(Records from a data collection)

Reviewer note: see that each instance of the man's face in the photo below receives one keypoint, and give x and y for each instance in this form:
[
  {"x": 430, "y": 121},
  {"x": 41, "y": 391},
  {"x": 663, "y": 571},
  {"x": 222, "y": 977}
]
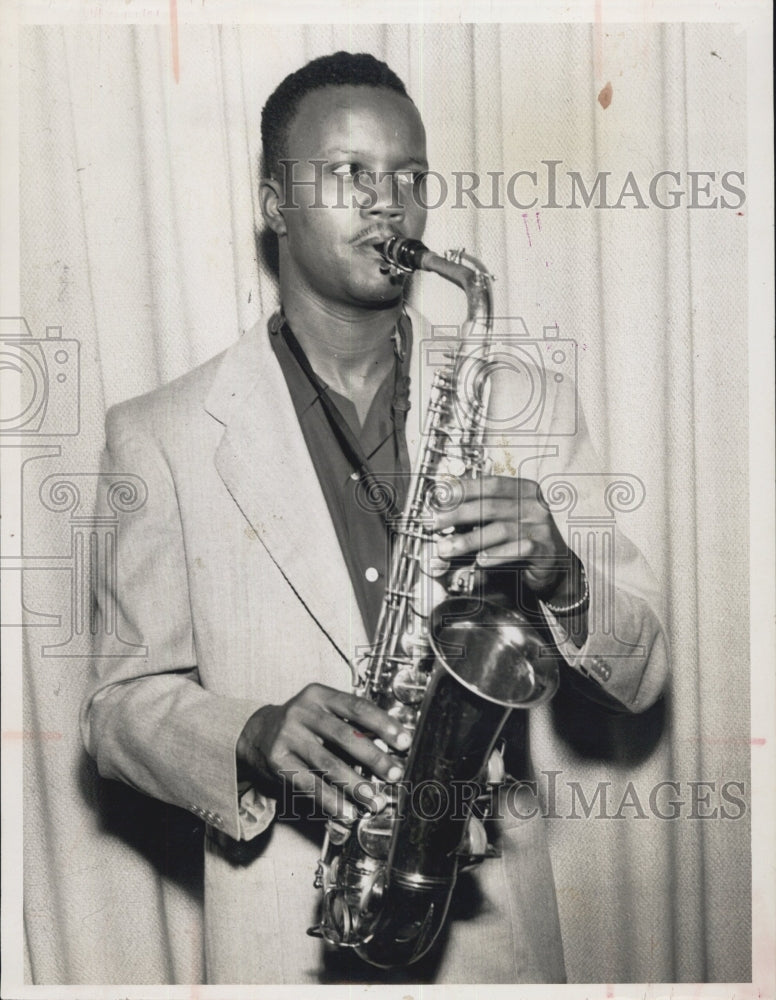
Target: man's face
[{"x": 373, "y": 147}]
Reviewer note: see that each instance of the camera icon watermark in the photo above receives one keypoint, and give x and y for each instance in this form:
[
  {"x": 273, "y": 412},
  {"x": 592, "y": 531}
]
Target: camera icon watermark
[
  {"x": 40, "y": 381},
  {"x": 523, "y": 376}
]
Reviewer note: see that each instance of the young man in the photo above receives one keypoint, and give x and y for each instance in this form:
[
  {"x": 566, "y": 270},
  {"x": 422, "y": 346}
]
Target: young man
[{"x": 254, "y": 574}]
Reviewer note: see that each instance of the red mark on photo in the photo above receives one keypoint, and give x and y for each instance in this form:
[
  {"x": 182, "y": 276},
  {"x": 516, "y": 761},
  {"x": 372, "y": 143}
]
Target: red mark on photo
[{"x": 527, "y": 233}]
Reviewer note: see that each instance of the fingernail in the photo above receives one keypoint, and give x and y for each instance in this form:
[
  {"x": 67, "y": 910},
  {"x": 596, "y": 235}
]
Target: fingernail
[{"x": 377, "y": 803}]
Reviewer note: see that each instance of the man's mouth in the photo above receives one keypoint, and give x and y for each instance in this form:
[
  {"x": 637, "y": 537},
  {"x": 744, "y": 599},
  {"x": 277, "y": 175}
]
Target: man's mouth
[{"x": 373, "y": 236}]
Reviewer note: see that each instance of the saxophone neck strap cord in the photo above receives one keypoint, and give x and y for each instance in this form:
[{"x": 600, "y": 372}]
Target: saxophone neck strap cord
[{"x": 340, "y": 428}]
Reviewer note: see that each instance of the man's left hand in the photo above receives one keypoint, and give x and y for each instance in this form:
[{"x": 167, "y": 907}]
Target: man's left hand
[{"x": 503, "y": 520}]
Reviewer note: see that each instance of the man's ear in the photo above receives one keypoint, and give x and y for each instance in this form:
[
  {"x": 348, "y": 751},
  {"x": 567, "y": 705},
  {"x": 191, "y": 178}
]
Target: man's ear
[{"x": 271, "y": 200}]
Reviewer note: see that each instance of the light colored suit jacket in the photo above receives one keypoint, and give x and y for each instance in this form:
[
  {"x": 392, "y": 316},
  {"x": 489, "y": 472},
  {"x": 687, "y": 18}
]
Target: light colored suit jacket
[{"x": 232, "y": 577}]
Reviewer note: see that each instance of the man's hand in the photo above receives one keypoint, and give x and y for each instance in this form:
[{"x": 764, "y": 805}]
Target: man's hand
[
  {"x": 286, "y": 743},
  {"x": 509, "y": 522}
]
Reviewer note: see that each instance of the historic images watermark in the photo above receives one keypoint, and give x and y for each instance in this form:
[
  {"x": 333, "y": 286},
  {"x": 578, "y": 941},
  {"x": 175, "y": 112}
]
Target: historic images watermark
[
  {"x": 551, "y": 796},
  {"x": 330, "y": 184}
]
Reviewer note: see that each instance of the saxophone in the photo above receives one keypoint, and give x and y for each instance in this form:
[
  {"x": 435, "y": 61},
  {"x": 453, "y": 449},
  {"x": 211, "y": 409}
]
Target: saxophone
[{"x": 452, "y": 678}]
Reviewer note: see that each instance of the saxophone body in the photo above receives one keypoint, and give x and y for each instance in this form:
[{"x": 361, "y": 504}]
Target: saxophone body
[{"x": 451, "y": 675}]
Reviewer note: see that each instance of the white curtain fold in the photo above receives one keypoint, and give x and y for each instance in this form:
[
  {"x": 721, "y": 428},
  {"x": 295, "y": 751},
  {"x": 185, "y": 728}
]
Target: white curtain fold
[{"x": 139, "y": 216}]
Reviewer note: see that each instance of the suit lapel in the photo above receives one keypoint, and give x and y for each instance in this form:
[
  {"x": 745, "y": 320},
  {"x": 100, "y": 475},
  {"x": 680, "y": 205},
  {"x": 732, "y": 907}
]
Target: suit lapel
[{"x": 264, "y": 463}]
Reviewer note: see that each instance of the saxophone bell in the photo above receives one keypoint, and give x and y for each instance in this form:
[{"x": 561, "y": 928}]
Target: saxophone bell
[{"x": 451, "y": 672}]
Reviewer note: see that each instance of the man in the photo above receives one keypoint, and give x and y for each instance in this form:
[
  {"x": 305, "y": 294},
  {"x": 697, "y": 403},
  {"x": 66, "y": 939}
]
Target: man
[{"x": 255, "y": 572}]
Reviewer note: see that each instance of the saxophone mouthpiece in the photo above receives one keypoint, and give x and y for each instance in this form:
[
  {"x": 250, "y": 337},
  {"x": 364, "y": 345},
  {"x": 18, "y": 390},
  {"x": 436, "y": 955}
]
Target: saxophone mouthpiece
[{"x": 403, "y": 254}]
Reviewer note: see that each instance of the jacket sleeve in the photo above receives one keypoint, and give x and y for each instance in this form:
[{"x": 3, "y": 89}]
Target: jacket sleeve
[
  {"x": 626, "y": 653},
  {"x": 146, "y": 719}
]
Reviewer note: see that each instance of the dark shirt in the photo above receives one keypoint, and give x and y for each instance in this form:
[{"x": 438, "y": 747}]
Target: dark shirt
[{"x": 357, "y": 512}]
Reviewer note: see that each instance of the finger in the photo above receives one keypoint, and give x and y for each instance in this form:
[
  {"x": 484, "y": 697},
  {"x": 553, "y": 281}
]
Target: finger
[
  {"x": 486, "y": 509},
  {"x": 366, "y": 716},
  {"x": 519, "y": 550},
  {"x": 496, "y": 486},
  {"x": 358, "y": 746},
  {"x": 495, "y": 533}
]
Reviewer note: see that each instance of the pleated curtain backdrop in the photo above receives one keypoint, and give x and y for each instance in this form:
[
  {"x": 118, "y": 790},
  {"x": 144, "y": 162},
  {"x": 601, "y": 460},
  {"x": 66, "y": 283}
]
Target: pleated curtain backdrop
[{"x": 139, "y": 210}]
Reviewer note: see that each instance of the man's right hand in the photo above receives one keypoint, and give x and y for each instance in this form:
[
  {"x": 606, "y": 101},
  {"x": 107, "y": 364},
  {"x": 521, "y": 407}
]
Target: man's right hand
[{"x": 286, "y": 743}]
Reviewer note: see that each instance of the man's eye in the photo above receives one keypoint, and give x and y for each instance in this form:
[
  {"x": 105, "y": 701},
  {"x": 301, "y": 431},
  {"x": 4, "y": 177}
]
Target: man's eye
[
  {"x": 409, "y": 177},
  {"x": 351, "y": 171}
]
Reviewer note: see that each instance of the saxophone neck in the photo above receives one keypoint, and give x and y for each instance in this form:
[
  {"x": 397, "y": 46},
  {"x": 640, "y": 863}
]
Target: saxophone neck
[{"x": 404, "y": 255}]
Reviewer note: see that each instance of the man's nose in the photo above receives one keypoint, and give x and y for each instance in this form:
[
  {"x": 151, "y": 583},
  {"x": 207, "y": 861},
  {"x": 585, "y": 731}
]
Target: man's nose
[{"x": 387, "y": 201}]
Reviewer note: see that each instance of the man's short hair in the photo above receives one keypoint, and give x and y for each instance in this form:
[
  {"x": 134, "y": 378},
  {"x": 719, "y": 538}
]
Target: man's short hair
[{"x": 340, "y": 69}]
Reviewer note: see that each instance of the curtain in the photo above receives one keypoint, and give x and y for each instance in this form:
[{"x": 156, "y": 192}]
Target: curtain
[{"x": 140, "y": 238}]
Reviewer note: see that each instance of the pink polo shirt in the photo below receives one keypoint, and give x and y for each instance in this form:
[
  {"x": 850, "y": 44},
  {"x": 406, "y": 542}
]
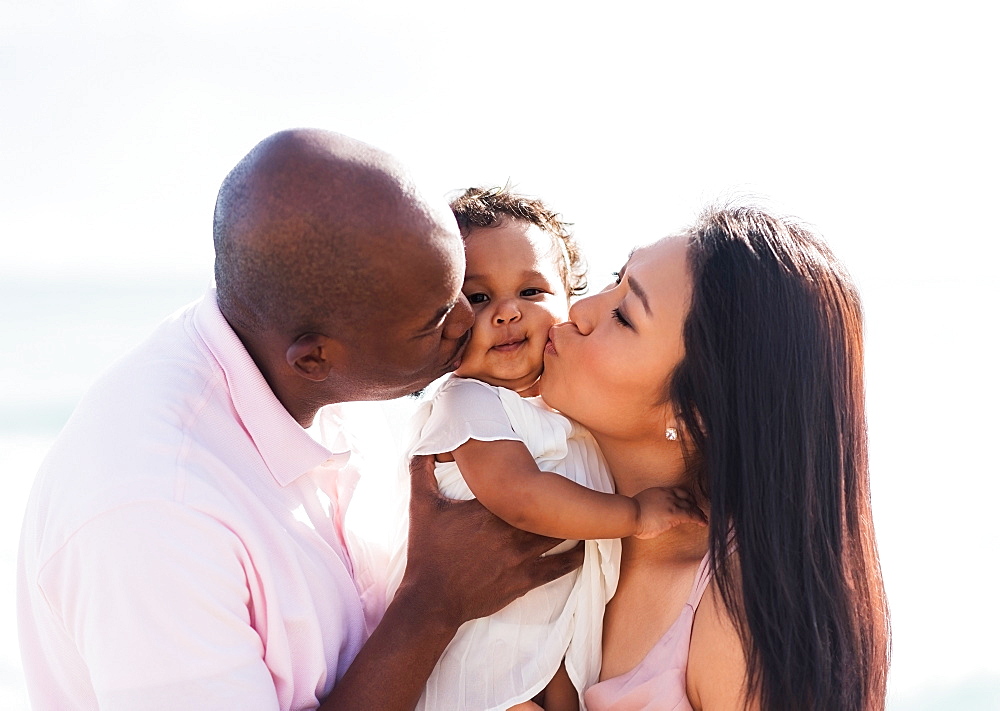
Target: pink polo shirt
[{"x": 183, "y": 545}]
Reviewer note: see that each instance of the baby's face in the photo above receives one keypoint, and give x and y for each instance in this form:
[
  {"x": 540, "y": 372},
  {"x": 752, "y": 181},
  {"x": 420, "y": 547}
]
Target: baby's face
[{"x": 513, "y": 284}]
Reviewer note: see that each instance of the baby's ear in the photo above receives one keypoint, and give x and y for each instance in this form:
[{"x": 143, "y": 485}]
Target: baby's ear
[{"x": 313, "y": 356}]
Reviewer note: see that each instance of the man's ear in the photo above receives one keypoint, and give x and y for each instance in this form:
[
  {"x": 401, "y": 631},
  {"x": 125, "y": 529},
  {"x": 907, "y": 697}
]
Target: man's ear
[{"x": 313, "y": 356}]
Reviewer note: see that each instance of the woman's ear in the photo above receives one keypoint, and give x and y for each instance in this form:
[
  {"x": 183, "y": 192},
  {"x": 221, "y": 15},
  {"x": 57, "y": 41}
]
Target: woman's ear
[{"x": 313, "y": 355}]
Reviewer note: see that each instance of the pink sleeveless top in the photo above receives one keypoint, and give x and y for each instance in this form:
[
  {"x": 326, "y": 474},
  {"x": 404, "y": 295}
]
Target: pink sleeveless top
[{"x": 659, "y": 681}]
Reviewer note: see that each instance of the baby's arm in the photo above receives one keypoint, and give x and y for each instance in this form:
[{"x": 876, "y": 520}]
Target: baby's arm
[{"x": 506, "y": 480}]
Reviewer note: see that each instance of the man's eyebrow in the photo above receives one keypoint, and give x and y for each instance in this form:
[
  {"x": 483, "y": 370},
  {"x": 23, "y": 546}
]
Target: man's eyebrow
[
  {"x": 439, "y": 316},
  {"x": 641, "y": 293}
]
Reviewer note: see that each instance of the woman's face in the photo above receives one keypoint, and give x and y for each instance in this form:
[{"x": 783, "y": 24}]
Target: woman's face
[{"x": 607, "y": 368}]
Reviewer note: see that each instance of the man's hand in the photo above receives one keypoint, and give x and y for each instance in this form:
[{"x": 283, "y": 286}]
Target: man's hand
[
  {"x": 463, "y": 562},
  {"x": 663, "y": 508}
]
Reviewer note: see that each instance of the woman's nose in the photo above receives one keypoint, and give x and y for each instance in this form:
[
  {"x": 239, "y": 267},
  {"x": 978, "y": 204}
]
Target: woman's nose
[{"x": 506, "y": 312}]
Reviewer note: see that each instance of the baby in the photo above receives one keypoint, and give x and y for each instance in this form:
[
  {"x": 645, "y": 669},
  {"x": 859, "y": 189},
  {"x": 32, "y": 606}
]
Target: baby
[{"x": 527, "y": 464}]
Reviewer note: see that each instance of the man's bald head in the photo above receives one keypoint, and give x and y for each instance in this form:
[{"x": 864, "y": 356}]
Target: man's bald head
[{"x": 312, "y": 232}]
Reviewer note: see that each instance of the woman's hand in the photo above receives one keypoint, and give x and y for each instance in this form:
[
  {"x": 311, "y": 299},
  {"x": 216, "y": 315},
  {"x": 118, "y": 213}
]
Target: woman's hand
[{"x": 663, "y": 508}]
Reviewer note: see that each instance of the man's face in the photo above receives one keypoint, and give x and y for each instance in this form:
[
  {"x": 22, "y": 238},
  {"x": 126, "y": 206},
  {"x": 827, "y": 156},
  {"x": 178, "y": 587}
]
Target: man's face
[{"x": 421, "y": 334}]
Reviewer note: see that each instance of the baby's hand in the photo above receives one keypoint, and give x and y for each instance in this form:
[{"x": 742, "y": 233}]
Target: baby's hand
[{"x": 662, "y": 508}]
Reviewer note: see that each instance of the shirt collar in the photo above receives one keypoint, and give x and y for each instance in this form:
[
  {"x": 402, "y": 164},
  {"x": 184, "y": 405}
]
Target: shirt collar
[{"x": 287, "y": 449}]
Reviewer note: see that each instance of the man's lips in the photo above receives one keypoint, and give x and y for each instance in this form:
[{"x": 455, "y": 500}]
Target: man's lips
[{"x": 456, "y": 359}]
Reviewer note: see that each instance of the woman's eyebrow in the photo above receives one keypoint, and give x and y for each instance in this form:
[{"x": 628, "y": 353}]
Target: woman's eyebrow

**REQUIRED WORK:**
Give back, unchanged, every line from the one with "the man's face in the photo above" to the end of the entries above.

**FINISHED EXERCISE:**
Reviewer note: see that each instance of the man's face in the photo above receives one keypoint, and give x and y for each instance in this form:
[
  {"x": 22, "y": 238},
  {"x": 126, "y": 206},
  {"x": 827, "y": 156},
  {"x": 178, "y": 587}
]
Target: man's face
[{"x": 421, "y": 334}]
Reviewer note: see that each instance of the baby's hand in the photo above receives one keypoint, and give x and y for each instance in this form:
[{"x": 742, "y": 233}]
Target: baby's hand
[{"x": 662, "y": 508}]
Reviewer note: see that each instance of the shirt collar in the photo above receives one keypoint, and give x and y for each instance in this form:
[
  {"x": 402, "y": 164},
  {"x": 184, "y": 405}
]
Target: shirt collar
[{"x": 287, "y": 449}]
Reviewer note: see that each instance of the man's lips in the photo above receives one keypoint, and give x and y for each instance in this form:
[{"x": 455, "y": 500}]
Target: man's lips
[{"x": 456, "y": 359}]
Reviewer note: see that each instance of the woman's eyebrow in the photo above receives one keypoint, and give x and y for each instance in this form:
[{"x": 628, "y": 353}]
Target: woman's eyebrow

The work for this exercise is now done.